### Work task
Where does the word "frame" show up in the records? Copy every line that has it.

BEGIN Excerpted data

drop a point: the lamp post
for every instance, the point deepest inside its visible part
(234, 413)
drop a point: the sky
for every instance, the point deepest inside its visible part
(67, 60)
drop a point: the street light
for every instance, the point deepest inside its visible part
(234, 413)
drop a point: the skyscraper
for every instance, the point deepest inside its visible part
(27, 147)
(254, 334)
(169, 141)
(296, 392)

END Excerpted data
BEGIN Excerpted data

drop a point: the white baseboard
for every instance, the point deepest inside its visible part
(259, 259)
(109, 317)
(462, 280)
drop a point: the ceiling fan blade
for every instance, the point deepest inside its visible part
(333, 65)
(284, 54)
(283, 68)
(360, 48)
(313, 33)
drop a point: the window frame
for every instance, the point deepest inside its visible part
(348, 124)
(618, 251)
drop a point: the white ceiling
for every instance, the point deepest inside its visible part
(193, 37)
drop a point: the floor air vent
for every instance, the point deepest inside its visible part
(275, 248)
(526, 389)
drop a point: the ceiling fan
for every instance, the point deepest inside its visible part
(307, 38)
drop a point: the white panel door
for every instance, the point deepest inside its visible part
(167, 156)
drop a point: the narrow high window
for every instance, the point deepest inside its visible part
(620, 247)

END Excerpted data
BEGIN Excerpted data

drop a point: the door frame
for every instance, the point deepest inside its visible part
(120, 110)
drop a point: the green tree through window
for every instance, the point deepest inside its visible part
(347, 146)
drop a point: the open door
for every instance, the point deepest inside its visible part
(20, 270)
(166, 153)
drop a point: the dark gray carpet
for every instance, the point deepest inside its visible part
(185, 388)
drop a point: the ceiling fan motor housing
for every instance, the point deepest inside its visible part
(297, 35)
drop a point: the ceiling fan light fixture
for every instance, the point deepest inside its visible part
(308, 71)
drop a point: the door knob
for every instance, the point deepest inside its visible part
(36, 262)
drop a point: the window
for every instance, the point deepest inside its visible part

END Excerpted data

### Response box
drop a point: the window frame
drop a point: the door frame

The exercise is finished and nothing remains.